PROBLEM STATEMENT
Render every line of the entries below as a numbered list, omitting blank lines.

INFORMATION PROVIDED
-------
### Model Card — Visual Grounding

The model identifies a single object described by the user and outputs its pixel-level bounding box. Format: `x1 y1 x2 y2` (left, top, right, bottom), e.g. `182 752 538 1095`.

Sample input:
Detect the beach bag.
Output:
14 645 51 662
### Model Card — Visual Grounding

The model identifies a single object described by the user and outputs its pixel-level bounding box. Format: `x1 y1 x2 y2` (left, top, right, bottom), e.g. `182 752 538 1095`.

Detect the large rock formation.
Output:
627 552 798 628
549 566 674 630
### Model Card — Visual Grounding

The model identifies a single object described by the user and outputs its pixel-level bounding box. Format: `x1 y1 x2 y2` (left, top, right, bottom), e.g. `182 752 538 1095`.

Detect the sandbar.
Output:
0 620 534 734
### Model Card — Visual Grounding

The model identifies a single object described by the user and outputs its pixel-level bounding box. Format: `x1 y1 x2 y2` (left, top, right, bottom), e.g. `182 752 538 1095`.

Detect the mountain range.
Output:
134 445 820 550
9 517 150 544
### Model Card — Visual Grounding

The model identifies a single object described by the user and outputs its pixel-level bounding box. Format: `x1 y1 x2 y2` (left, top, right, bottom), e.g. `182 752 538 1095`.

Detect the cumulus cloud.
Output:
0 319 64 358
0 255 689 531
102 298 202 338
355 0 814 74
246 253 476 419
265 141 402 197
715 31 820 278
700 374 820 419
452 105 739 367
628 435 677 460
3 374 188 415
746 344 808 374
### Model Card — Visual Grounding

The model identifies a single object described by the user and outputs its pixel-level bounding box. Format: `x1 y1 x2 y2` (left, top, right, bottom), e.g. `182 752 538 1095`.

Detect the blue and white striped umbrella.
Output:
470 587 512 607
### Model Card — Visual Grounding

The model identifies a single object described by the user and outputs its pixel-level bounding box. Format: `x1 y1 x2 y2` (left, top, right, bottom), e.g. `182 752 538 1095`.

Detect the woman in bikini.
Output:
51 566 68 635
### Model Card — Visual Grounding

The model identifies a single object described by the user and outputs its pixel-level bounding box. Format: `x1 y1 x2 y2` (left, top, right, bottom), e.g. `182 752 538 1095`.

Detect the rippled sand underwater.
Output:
-------
SOLUTION FOR THIS EXERCISE
1. ### Model Card — Visual Grounding
2. The model identifies a single object described by the user and outputs its pixel-level bounding box. Format: `x1 y1 x2 y2` (left, top, right, bottom), e.g. `182 752 538 1095`.
3. Sample input:
4. Detect the beach bag.
5. Output:
6. 14 645 51 662
7. ### Model Card — Visual Grounding
8. The model identifies a single object described by the user and outputs its pixel-level bounding box. Format: `x1 y1 x2 y2` (left, top, right, bottom), e.g. `182 752 538 1095`.
9. Detect the large rock formation.
10. Output:
11. 627 552 798 628
12. 549 566 674 630
13. ### Model Card — Visual Grounding
14. The model identifies a single object described by the user and outputs its pixel-level bounding box. Format: `x1 y1 x2 y2` (left, top, right, bottom), e.g. `182 752 538 1095`.
15. Detect the sandbar.
16. Output:
17. 0 620 534 734
18. ### Model Card — Visual Grounding
19. The model identifies a single object described by the user and outputs its pixel-level bounding box. Format: `x1 y1 x2 y2` (left, top, right, bottom), e.g. `182 752 538 1095`.
20. Detect the mountain range.
21. Output:
22. 134 445 820 550
23. 9 517 150 544
24. ### Model Card — Visual Grounding
25. The model identifies a single object described by the user and outputs its pixel-level bounding box. Format: `x1 y1 x2 y2` (left, top, right, bottom), e.g. `182 752 538 1095`.
26. Detect the cumulus cloud.
27. Output:
28. 0 319 64 358
29. 0 255 689 531
30. 102 298 202 338
31. 355 0 814 74
32. 246 253 476 419
33. 265 141 402 197
34. 715 31 820 278
35. 700 374 820 419
36. 452 105 739 367
37. 628 435 677 460
38. 3 374 188 415
39. 746 344 808 374
40. ### Model Card — Visual Grounding
41. The model identifies a single object described by the user and outputs its pixel-level bounding box. Format: `x1 y1 x2 y2` (left, top, right, bottom), e.g. `182 752 538 1095`.
42. Detect the blue and white striped umbrella.
43. Output:
44. 470 587 512 607
45. ### Model Card — Visual Grounding
46. The model identifies a single object described by the user and outputs its pixel-level bounding box. Format: `x1 y1 x2 y2` (left, top, right, bottom), e.g. `182 752 538 1095`.
47. Detect the woman in bikini.
48. Output:
49. 51 566 68 635
50. ### Model Card — Visual Grounding
51. The model identifies a single object described by the user and outputs its pixel-level bounding box. Format: `x1 y1 x2 y2` (left, top, right, bottom), e.g. `182 752 538 1095`.
52. Detect the rippled sand underwater.
53. Output:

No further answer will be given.